◆ What the task requires: From the data that follows, print exactly the lines starting at the one containing "In the photo above, where can the teddy bear ear" and ending at the one containing "In the photo above, where can the linen"; include both of them and nothing more.

(Stored items)
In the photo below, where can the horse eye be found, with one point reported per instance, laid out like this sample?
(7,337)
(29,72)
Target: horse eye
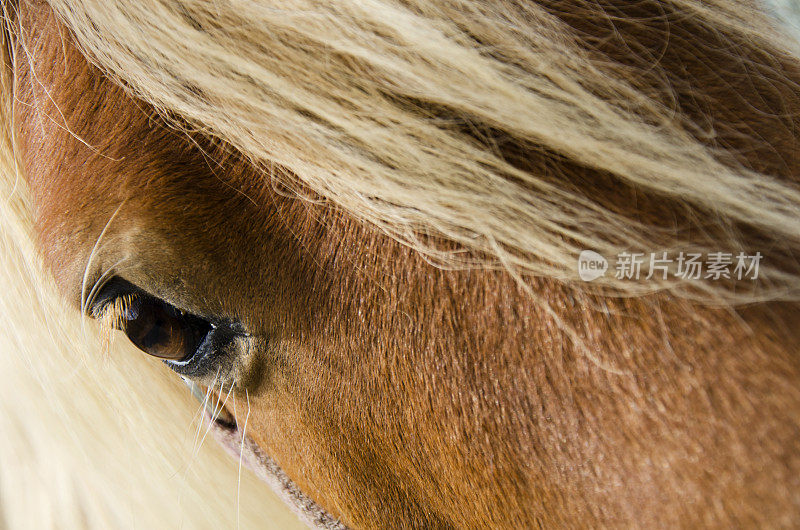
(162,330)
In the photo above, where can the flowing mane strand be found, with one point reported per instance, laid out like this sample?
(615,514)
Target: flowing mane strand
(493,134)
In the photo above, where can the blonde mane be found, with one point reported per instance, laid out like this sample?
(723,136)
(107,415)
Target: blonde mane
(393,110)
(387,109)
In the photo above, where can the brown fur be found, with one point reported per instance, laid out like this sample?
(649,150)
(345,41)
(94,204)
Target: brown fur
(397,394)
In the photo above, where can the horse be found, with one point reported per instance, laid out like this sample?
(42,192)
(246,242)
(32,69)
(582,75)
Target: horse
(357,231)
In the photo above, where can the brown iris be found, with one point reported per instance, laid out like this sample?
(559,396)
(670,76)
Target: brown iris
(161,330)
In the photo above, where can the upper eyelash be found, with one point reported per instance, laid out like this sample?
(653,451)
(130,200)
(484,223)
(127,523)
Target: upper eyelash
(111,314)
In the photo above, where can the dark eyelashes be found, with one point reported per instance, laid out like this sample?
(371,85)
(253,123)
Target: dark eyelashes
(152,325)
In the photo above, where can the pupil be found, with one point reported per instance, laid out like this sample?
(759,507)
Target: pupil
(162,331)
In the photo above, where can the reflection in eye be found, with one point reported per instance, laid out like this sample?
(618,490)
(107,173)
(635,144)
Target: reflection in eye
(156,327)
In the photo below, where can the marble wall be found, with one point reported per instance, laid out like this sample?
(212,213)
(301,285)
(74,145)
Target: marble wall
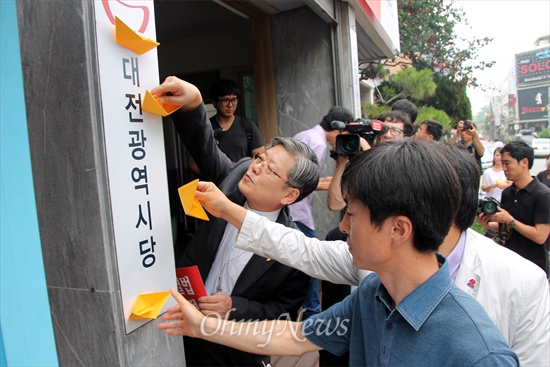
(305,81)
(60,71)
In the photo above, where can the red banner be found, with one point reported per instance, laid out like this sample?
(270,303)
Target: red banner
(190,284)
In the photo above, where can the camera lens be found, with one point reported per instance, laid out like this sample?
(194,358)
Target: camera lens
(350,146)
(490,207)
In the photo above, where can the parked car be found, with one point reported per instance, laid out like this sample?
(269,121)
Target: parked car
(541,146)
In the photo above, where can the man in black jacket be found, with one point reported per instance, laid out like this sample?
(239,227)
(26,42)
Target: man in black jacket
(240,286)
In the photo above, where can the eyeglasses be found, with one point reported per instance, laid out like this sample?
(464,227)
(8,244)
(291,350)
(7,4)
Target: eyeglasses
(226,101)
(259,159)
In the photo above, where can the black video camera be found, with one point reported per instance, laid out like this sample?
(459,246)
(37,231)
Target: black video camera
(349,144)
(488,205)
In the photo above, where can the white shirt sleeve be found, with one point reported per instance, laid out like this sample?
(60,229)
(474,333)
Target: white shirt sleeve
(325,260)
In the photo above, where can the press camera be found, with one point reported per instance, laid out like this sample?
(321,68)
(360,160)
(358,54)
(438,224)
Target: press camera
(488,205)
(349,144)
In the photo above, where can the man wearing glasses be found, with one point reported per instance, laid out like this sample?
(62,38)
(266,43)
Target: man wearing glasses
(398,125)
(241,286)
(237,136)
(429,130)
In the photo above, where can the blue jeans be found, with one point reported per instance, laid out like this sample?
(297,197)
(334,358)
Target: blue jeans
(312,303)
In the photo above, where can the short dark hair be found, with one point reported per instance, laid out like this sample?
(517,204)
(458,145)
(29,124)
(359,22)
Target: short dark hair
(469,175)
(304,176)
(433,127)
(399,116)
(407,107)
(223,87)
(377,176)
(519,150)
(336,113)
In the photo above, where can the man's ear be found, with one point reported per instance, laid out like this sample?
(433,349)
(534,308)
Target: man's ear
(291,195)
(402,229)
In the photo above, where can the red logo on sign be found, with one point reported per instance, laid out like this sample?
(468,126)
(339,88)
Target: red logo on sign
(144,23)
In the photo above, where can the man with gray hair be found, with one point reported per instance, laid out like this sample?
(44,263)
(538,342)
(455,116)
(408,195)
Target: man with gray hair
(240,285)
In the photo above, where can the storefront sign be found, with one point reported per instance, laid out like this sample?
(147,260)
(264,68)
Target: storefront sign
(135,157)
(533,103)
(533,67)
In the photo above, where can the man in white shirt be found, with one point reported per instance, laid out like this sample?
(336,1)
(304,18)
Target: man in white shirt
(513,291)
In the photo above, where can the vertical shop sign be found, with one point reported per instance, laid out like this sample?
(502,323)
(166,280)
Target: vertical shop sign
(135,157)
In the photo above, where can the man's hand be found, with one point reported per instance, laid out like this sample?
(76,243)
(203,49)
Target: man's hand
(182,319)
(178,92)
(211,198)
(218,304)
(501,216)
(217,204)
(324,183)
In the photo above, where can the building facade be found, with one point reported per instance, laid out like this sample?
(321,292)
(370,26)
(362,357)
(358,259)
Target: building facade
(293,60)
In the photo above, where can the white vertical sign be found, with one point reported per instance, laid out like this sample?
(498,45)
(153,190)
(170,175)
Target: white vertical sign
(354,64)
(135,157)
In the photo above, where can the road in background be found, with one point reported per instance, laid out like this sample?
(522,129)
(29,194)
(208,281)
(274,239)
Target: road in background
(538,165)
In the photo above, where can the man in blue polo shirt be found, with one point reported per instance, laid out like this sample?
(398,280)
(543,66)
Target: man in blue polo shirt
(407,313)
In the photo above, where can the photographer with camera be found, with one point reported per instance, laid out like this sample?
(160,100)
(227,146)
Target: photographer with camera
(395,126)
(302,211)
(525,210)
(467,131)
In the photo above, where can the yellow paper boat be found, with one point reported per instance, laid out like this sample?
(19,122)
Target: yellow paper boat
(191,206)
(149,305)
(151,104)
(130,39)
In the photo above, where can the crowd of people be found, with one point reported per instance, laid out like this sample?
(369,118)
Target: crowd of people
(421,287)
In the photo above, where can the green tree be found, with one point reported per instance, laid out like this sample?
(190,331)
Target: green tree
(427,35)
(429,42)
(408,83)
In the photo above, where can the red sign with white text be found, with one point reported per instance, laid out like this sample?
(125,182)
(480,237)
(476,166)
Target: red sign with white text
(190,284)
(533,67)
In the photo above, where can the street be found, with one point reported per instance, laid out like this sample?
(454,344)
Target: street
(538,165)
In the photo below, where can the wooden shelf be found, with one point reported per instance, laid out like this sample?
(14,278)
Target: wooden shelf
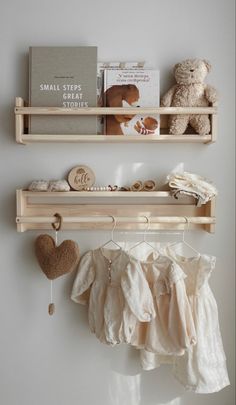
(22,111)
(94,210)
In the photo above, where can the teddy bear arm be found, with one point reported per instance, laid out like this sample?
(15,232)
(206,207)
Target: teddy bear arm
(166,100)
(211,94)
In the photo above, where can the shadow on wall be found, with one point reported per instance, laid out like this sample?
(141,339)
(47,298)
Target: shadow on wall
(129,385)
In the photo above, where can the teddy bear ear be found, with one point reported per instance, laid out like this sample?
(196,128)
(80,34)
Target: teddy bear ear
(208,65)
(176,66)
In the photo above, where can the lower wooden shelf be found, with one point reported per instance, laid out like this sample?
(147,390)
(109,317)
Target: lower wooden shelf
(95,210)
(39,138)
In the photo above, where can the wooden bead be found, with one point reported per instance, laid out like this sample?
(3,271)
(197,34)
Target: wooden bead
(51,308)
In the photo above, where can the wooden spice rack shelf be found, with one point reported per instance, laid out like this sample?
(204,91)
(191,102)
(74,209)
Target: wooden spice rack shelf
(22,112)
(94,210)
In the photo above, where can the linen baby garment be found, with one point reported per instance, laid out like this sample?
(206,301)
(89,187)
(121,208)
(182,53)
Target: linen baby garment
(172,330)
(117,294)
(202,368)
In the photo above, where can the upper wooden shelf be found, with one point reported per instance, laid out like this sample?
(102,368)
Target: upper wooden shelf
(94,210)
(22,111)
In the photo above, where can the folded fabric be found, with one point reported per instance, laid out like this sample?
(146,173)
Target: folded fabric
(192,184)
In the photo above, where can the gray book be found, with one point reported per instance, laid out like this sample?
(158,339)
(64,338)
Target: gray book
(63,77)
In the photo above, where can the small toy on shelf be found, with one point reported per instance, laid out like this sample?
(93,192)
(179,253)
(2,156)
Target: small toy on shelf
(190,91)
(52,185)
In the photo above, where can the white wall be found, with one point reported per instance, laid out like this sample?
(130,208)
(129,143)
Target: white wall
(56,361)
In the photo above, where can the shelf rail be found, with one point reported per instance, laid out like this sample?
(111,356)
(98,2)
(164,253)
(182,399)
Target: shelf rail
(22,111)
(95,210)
---
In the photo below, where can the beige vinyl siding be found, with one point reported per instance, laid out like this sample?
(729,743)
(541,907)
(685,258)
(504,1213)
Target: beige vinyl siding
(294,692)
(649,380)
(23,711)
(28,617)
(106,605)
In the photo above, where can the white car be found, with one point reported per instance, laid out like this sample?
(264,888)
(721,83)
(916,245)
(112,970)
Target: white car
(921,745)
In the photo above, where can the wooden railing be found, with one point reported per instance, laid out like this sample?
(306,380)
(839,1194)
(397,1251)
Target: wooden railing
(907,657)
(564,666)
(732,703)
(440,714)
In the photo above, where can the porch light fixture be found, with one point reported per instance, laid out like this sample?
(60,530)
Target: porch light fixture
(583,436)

◆ Answer to this exercise:
In the photo above, where can the teddy bear ear be found, with one point reported per instance, laid out like this sample?
(196,128)
(80,34)
Target: teddy bear ear
(208,65)
(176,66)
In the photo above, where can the lower wooden shelf be found, with one point reported per instance, laid out like this sample?
(147,390)
(109,317)
Target: lower wooden shelf
(95,210)
(39,138)
In the photo above, where can the wooden bead be found, with one point reported per instance, laid out like this sample?
(3,271)
(197,34)
Target: wooden bead
(51,308)
In the photo above, where can the wooden spice rack shelf be found, with one point reported per instance, laid out like this sample?
(204,91)
(191,102)
(74,209)
Target: wooden spice rack shelf
(22,112)
(94,210)
In the photo above, where can the linen baby garment be found, with one point reported per instance, laid out like this sample?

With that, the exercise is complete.